What is required.
Retype the records below so that each one matches exactly.

*** Opening of Data to examine ***

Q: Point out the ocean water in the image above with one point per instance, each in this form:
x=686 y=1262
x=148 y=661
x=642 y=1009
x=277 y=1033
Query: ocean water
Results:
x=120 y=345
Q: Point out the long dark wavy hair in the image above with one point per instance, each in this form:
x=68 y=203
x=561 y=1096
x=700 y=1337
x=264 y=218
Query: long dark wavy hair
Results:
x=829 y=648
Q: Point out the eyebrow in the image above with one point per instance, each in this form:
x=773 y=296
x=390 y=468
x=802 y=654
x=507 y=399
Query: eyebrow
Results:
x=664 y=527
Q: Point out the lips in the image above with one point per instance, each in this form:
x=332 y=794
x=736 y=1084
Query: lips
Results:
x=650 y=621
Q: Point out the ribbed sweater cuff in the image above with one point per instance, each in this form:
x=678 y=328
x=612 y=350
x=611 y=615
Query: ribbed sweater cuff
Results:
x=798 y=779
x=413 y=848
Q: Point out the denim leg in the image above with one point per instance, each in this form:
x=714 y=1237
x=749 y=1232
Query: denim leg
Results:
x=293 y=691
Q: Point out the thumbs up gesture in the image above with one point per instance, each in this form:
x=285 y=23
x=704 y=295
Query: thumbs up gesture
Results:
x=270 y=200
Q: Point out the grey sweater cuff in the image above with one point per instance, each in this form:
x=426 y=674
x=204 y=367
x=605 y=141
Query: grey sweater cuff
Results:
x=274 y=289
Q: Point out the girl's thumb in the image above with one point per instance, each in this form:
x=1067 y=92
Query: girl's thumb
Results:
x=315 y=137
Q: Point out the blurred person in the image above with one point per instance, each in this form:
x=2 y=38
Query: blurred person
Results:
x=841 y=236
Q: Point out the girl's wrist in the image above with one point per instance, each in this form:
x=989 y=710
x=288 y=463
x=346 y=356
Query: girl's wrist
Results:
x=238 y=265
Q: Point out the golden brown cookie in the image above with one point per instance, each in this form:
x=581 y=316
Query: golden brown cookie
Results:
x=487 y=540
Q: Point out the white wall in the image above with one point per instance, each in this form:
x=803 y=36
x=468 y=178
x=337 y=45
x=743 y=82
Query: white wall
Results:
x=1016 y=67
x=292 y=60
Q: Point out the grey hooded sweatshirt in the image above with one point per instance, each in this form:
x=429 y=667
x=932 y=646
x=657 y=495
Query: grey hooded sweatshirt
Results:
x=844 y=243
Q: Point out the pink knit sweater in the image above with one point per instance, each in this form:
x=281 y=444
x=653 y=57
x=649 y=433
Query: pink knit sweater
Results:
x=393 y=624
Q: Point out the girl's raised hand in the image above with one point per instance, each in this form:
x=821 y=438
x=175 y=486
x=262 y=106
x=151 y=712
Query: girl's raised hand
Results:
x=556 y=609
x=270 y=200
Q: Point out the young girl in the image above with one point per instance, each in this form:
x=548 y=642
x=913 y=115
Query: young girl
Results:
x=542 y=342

*** Close of Data to examine ***

Result of this task.
Q: Point out the ocean water in the image above with one point per instance, each in this form:
x=686 y=1262
x=148 y=661
x=642 y=1009
x=277 y=1033
Query: ocean water
Results:
x=120 y=345
Q: Point out the long dark wavy hair in the image above with one point per instance, each in this form:
x=68 y=203
x=561 y=1096
x=700 y=1337
x=264 y=218
Query: long dark wavy hair
Results:
x=829 y=648
Q: Point out the eyebrow in the image above with one point per instance, each in this form:
x=773 y=296
x=390 y=468
x=802 y=654
x=507 y=399
Query: eyebrow
Results:
x=664 y=527
Q: Point out the lips in the image above with one point per instance, each in this form:
x=332 y=794
x=736 y=1084
Query: lips
Results:
x=650 y=621
Q: Point out the ribbed sweater cuff in the image above with one point per instance, each in this form:
x=678 y=328
x=612 y=350
x=611 y=615
Query: ribbed sweater cuff
Results:
x=798 y=779
x=413 y=848
Q: Point out the denim leg in the image above with one point per instance, each in this form:
x=714 y=1237
x=749 y=1232
Query: denim leg
Results:
x=293 y=691
Q: Point out the thumbs up gesture in the image above with one point per instance, each in this form:
x=285 y=23
x=704 y=295
Query: thumbs up gesture
Results:
x=270 y=200
Q: Point out the grey sweater cuff in the image above with one point per instance, each in this form:
x=426 y=674
x=204 y=367
x=605 y=141
Query: grey sweater cuff
Results:
x=274 y=289
Q: Point out the girl's thumb in the image above with one point per instance, each in this form:
x=1067 y=92
Query: girl's thumb
Results:
x=315 y=137
Q: Point out the blurred person in the image above with one point per instance, each in this form:
x=2 y=38
Query: blurred person
Results:
x=841 y=236
Q: Point out the girl's wrist in the image above with one point per instance, each in this form:
x=989 y=710
x=288 y=463
x=346 y=356
Query: girl's wrist
Results:
x=238 y=265
Q: Point out the golden brown cookie in the image above with one point per instance, each in this form:
x=581 y=316
Query: golden brown cookie
Results:
x=487 y=540
Q: Point out the white wall in the image above with one point per instance, each in this form:
x=803 y=36
x=468 y=178
x=337 y=45
x=743 y=82
Query: white wall
Results:
x=1016 y=67
x=292 y=60
Q: Point out the grey hooded sweatshirt in the image above with one point per instance, each in this form:
x=429 y=667
x=932 y=646
x=657 y=495
Query: grey hooded sweatshirt
Results:
x=844 y=243
Q: Point out the pink knit sweater in the image above with one point per instance, each in this form:
x=281 y=444
x=653 y=57
x=649 y=433
Query: pink knit sweater
Results:
x=393 y=624
Q: Point out the girl's raised hand in the image above with one point per instance, each in this form:
x=821 y=438
x=175 y=486
x=262 y=106
x=151 y=712
Query: girl's raised hand
Results:
x=556 y=609
x=270 y=200
Q: Point out the young girl in the image above with one point per instance, each in this form:
x=548 y=642
x=913 y=115
Query: young girl
Results:
x=542 y=342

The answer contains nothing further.